**REQUIRED TASK 1**
In the blog post on the poetry of place, which organization commissioned the writer to write a poem about Dunshaughlin?
**REQUIRED TASK 2**
Translate this sentence from the blog post on the poetry of place into French: "Nature and place have innately informed my work, be it the land as home, or the sea as something more alien or exotic."
**REQUIRED TASK 3**
Reproduce the blog post on the poetry of place from "I'm very grateful" up to and including "further into context.".

**TEXT SEGMENT**
= = = = = = =
Tintern Abbey, JMW Turner, 1794

I'm very grateful to be able to spend time with my thoughts, a candle and the blog tonight. It's been a really warm, sunny day so the coolness of the night is most welcome as it slips in through the window with the light of some stars. I've been considering the poetry of place as I have been commissioned by Poetry Ireland to write a poem about Dunshaughlin as its Poetry Town Laureate. The poem is nearing completion thanks to a few dawn rises earlier in the week but I want to challenge myself to go just a little deeper, and further into context.

Nature and place have innately informed my work, be it the land as home, or the sea as something more alien or exotic. The county of Meath can hardly be removed from the ancient and its ruins, which continually try to tell their story. Ireland as an island has a sense of otherness, and connection with Great Britain, Europe and the rest of the World. A metaphor for emigration that has remained with me is that of a plant being uprooted and replanted in different soil. That plant must really want to survive. Roots, we must have our roots. Whole histories and cultures have been written on this attachment to the homeland; the transplantation of the African Amercican slave, penal colonies in Australia, the conquistadors, the empires of Europe, war. These sea-changes seem somewhat aberrations in hindsight, but what is mankind's nature but to explore and it should be the human quest to not lose the essence of goodness.

Heidegger posited that "...Poetically Man Dwells...", that creation and thought become a kind of building. He continues in an essay 

"But when there is still room left in today's dwelling for the poetic, and time is still set aside, what comes to pass is at best a preoccupation with aestheticizing, whether in writing or on the air. Poetry is either rejected as a frivolous mooning and vaporizing into the unknown, and a flight into dreamland, or is counted as a part of literature. And the validity of literature is assessed by the latest prevailing standard."
= = = = = = =
**RECORDS SUPPLIED**
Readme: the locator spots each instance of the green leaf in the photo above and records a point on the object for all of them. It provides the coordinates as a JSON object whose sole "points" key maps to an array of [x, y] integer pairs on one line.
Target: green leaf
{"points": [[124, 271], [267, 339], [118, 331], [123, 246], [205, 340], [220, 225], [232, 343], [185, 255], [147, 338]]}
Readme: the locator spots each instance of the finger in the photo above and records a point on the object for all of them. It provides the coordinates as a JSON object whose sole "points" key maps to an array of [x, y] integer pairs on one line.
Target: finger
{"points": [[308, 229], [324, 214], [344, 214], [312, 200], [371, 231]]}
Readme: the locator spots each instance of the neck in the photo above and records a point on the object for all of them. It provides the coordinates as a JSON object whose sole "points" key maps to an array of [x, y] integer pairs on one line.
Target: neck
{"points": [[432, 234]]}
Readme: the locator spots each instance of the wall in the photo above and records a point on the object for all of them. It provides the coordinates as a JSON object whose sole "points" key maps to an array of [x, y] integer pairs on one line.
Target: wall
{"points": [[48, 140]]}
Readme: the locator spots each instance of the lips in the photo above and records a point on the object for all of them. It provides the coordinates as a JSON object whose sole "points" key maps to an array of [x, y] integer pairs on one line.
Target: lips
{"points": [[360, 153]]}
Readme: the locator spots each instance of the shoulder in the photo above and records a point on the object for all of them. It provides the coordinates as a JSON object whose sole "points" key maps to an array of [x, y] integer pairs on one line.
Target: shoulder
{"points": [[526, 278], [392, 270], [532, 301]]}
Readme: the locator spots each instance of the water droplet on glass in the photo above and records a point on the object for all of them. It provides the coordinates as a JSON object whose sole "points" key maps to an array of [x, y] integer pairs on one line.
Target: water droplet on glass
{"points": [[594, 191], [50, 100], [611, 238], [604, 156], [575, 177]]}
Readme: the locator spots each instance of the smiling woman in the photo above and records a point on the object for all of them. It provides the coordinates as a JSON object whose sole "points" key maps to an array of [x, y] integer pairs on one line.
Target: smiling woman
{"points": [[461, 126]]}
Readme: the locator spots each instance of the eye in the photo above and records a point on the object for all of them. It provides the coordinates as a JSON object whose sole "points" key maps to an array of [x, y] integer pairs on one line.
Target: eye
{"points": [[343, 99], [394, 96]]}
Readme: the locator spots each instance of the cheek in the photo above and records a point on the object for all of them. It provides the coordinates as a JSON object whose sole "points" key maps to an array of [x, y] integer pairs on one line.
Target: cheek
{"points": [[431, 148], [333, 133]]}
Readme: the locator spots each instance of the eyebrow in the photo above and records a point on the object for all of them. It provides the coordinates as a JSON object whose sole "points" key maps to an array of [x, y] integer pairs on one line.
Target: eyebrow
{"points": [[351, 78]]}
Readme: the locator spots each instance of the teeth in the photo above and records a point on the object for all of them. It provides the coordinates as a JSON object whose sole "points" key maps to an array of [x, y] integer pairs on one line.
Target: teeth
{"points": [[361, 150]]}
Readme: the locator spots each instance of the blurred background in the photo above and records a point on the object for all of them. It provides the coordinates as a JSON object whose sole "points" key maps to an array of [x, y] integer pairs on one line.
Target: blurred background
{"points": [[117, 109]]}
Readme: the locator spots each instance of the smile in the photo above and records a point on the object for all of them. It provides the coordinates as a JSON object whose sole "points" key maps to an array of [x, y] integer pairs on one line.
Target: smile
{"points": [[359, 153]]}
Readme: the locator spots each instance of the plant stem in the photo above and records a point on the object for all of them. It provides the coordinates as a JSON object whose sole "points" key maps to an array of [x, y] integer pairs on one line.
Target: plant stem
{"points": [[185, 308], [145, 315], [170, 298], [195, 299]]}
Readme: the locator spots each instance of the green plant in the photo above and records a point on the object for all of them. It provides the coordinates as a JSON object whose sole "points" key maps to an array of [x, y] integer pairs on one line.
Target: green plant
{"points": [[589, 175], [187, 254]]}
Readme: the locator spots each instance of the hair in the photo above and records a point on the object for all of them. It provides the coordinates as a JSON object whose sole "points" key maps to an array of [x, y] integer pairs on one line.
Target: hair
= = = = = = =
**FULL RESPONSE 1**
Poetry Ireland

**FULL RESPONSE 2**
La nature et le lieu ont nourri mon travail de manière innée, qu'il s'agisse de la terre comme foyer ou de la mer comme quelque chose de plus étranger ou exotique.

**FULL RESPONSE 3**
I'm very grateful to be able to spend time with my thoughts, a candle and the blog tonight. It's been a really warm, sunny day so the coolness of the night is most welcome as it slips in through the window with the light of some stars. I've been considering the poetry of place as I have been commissioned by Poetry Ireland to write a poem about Dunshaughlin as its Poetry Town Laureate. The poem is nearing completion thanks to a few dawn rises earlier in the week but I want to challenge myself to go just a little deeper, and further into context.